Excerpts from a detection dataset:
########

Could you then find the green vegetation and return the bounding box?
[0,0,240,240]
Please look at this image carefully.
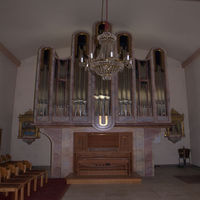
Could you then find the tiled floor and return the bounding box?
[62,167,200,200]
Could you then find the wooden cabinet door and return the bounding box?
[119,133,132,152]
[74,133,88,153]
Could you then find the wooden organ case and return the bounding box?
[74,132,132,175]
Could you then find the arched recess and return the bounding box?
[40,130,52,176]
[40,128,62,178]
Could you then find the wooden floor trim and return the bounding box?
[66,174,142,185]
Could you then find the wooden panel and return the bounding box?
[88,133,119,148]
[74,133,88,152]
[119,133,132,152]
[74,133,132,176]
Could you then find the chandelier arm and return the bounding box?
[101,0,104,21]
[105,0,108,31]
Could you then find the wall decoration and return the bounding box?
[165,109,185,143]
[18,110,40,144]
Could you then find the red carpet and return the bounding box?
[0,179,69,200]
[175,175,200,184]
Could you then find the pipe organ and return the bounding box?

########

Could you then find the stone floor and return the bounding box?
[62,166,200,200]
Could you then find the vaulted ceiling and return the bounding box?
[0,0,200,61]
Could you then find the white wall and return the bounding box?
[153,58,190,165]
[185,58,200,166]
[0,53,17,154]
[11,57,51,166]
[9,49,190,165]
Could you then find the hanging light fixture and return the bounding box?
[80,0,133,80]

########

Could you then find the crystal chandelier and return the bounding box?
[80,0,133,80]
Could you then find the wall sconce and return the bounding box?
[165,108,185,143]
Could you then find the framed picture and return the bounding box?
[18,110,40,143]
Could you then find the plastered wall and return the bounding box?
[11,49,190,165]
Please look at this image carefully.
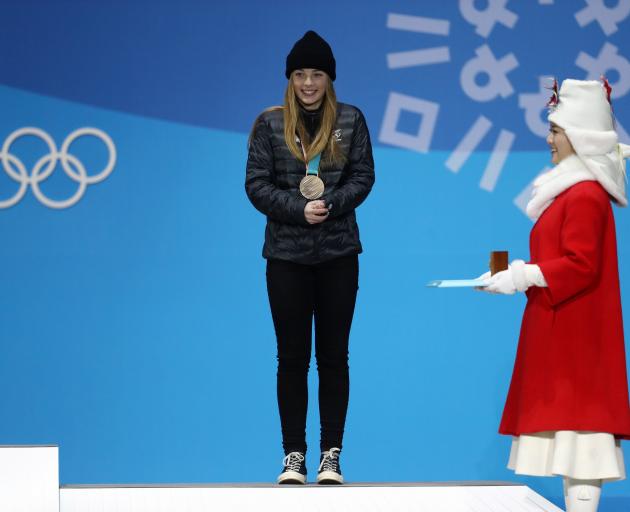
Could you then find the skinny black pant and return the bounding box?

########

## [What to produce]
Rename "wall decoration" to "wall ornament" in the listing, beginning at the line that has "Could you then find the wall decoration" and stopping after the line that has "[175,175,200,184]". Give back only those lines, with everything else left as it is.

## [Task response]
Could you then find the wall ornament and return the bounding box?
[165,109,185,143]
[18,110,40,144]
Could you then find the red carpet and return the bounding box?
[0,179,69,200]
[175,175,200,184]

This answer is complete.